» Task details
Show each line of the rows below that contains the string "woman", copied unchanged.

(Dataset rows)
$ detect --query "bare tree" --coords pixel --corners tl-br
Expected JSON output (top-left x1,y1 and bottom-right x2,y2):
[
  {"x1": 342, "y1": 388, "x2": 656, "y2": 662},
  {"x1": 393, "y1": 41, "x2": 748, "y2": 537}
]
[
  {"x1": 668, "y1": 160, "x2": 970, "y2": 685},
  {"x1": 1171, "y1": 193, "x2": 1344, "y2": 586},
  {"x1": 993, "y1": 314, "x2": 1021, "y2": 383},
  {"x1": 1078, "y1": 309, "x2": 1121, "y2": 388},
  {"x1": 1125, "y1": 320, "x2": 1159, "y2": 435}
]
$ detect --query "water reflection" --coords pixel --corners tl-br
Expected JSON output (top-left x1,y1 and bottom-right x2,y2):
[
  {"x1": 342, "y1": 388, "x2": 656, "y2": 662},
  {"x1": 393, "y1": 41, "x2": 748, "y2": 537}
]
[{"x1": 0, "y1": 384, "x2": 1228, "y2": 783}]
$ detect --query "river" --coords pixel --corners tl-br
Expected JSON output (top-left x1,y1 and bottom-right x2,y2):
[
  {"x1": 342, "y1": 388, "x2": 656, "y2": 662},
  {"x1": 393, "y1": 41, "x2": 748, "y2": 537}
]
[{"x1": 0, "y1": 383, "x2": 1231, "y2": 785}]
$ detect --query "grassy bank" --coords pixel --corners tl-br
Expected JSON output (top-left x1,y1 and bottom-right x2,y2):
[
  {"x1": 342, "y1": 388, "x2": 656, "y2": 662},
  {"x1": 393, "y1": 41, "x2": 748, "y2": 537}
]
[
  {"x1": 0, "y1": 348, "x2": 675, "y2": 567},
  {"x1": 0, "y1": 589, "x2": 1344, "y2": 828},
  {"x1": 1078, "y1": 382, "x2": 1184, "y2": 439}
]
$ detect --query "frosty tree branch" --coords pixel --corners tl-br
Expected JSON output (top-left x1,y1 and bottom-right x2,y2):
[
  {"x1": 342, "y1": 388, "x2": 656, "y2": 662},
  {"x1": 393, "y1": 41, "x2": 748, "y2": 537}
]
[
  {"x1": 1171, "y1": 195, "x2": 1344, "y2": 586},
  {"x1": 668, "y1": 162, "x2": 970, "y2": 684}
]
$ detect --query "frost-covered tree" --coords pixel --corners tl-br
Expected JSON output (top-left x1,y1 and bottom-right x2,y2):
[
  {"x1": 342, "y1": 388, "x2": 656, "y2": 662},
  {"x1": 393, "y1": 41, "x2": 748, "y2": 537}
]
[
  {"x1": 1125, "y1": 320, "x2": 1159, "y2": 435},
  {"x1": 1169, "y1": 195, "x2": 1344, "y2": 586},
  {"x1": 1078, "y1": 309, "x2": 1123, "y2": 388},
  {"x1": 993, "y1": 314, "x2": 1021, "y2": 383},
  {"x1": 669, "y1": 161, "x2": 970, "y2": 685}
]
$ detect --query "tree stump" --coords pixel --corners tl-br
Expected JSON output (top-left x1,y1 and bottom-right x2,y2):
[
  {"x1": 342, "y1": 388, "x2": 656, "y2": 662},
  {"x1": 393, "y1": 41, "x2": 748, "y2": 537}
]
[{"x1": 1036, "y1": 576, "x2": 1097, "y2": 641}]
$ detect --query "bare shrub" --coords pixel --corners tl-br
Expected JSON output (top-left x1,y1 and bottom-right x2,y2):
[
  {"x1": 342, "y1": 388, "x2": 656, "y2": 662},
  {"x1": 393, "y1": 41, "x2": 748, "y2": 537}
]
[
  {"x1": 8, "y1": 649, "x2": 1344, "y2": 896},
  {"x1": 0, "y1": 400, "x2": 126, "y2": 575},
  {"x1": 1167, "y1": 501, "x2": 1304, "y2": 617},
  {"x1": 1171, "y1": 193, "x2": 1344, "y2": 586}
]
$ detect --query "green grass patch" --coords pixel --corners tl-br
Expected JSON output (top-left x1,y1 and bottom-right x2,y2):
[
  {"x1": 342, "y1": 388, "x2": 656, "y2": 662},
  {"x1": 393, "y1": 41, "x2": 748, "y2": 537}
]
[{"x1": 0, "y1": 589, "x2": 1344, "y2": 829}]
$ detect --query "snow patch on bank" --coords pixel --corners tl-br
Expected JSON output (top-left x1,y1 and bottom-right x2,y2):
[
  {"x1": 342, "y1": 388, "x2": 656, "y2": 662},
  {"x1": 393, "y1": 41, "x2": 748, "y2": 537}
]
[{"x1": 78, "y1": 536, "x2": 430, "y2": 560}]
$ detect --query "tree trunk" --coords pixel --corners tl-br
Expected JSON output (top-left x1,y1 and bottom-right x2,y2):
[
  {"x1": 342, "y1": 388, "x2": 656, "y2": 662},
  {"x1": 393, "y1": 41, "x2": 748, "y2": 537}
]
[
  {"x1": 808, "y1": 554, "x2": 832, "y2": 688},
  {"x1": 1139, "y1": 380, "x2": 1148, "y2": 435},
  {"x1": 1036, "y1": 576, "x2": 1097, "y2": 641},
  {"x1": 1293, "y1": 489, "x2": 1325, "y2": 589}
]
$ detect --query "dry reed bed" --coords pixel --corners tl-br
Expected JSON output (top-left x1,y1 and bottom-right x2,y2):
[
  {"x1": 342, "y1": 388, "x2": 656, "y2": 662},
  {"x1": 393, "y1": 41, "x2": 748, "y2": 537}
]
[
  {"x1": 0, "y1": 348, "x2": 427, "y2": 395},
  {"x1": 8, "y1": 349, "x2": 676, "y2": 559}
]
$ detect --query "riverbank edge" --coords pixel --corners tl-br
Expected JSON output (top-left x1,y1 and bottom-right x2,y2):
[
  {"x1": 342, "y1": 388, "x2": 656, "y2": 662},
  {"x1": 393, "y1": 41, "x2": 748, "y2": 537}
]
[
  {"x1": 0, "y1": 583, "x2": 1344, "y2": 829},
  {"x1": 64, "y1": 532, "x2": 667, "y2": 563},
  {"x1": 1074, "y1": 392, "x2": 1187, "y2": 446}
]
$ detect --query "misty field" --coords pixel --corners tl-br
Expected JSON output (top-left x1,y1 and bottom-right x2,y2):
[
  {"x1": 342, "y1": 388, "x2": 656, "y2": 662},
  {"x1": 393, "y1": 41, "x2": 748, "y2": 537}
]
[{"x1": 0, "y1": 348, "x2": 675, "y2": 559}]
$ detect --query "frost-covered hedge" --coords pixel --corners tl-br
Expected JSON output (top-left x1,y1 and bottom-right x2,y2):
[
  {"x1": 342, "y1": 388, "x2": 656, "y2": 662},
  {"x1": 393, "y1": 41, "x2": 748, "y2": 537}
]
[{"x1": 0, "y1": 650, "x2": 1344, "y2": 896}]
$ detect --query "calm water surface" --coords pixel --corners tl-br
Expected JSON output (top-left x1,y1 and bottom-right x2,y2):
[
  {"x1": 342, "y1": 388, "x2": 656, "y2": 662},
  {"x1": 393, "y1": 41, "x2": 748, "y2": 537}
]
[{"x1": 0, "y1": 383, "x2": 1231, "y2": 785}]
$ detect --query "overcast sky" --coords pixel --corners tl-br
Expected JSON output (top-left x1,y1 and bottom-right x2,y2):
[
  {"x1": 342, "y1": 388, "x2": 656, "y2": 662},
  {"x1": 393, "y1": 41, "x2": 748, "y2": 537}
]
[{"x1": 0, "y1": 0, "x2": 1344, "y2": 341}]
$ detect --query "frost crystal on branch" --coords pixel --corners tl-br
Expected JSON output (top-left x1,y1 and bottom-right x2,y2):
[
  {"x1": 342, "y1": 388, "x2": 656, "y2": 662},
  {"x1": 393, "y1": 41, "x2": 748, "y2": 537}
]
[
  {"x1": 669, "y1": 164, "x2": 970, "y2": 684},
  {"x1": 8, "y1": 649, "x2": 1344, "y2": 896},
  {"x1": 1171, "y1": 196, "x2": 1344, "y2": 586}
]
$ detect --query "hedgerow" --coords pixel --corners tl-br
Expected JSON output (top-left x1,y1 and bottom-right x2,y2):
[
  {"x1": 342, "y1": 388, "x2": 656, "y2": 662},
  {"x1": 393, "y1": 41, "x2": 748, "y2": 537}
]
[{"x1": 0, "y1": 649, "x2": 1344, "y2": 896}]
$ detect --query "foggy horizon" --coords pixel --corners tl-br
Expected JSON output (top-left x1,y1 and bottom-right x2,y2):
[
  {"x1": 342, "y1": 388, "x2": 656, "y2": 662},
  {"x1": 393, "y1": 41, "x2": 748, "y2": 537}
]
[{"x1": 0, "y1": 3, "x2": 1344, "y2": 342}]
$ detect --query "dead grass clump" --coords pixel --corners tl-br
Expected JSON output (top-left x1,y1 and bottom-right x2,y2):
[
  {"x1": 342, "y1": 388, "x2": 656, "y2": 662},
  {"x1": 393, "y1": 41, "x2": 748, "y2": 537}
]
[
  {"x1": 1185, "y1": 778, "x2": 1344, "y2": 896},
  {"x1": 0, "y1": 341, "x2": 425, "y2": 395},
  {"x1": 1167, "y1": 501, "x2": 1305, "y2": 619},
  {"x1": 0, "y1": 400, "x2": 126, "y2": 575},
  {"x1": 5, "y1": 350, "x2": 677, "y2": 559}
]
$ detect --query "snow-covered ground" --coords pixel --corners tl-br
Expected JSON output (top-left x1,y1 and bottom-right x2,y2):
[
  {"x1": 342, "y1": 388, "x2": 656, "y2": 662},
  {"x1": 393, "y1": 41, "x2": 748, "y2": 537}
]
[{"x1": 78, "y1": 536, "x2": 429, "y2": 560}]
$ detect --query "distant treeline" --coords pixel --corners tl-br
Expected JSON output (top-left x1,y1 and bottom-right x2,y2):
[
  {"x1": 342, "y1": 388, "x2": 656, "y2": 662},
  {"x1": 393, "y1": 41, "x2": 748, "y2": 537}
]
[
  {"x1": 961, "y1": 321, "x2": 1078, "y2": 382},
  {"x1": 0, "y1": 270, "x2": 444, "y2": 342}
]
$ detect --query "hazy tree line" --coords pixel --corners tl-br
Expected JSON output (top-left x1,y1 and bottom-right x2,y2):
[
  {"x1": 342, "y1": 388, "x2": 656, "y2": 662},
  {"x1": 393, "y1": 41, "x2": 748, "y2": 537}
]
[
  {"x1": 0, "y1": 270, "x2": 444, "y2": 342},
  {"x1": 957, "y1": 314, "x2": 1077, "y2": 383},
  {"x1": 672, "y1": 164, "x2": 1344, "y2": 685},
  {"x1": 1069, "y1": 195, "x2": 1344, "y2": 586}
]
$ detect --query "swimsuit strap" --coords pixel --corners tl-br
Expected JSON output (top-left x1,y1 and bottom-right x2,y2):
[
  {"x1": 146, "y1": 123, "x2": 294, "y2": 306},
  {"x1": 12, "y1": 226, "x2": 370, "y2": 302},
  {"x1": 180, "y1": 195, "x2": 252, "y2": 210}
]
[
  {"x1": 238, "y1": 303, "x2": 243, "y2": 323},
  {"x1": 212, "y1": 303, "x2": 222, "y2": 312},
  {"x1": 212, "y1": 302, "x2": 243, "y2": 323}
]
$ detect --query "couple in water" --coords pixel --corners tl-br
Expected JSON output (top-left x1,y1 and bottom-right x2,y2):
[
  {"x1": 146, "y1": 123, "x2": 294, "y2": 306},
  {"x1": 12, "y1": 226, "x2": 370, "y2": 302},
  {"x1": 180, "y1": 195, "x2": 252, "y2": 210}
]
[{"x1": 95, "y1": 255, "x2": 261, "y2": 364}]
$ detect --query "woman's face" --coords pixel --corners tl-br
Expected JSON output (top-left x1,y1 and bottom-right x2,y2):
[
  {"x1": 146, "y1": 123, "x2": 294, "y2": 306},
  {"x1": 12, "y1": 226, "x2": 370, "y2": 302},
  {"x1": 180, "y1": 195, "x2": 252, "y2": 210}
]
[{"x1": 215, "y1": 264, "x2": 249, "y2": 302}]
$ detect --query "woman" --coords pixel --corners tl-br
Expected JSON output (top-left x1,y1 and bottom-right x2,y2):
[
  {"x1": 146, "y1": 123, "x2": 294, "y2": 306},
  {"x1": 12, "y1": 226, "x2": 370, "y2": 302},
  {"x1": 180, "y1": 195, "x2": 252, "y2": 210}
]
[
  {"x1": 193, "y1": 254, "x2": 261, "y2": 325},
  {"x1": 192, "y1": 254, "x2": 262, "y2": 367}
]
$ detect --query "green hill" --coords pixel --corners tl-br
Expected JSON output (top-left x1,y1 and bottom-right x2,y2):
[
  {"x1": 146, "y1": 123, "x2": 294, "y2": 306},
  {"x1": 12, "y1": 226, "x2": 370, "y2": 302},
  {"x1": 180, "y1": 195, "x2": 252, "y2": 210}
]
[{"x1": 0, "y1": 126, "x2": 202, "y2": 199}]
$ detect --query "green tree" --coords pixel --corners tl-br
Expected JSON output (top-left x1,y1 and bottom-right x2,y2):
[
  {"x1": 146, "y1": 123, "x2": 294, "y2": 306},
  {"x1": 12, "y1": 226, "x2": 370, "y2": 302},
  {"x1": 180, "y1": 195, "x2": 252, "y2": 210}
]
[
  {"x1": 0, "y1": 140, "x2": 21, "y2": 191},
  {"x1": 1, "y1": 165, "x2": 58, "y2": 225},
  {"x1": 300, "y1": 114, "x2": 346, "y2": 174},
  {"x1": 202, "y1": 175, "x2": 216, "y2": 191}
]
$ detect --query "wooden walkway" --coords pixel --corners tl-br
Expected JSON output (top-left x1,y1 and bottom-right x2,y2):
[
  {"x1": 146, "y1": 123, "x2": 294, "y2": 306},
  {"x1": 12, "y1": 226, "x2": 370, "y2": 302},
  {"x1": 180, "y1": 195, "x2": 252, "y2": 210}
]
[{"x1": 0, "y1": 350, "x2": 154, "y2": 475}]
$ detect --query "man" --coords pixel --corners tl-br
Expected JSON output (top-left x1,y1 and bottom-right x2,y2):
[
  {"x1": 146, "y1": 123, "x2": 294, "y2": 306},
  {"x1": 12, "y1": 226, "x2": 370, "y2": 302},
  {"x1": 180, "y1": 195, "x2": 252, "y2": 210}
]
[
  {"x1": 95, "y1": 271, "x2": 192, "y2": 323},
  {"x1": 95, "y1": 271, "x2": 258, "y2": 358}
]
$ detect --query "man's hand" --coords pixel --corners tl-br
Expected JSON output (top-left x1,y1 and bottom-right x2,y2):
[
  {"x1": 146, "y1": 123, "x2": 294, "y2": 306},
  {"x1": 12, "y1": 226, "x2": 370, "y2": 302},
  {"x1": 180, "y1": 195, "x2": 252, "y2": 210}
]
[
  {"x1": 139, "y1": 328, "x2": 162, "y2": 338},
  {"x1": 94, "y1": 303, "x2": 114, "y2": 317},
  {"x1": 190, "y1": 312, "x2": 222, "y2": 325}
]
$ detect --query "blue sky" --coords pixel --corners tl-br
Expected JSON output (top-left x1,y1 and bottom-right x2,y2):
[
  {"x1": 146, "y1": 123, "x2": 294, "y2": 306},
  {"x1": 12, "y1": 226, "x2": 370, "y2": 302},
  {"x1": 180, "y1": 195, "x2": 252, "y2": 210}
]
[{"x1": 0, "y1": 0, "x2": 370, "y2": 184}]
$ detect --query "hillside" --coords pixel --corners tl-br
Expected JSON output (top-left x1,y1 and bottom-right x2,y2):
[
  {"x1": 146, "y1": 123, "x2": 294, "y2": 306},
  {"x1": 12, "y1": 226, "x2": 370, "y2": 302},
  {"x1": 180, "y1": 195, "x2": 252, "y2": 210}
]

» Answer to the exercise
$ detect --query "woman's face" --coords pixel --corners tl-br
$ detect --query "woman" --coords pixel --corners tl-br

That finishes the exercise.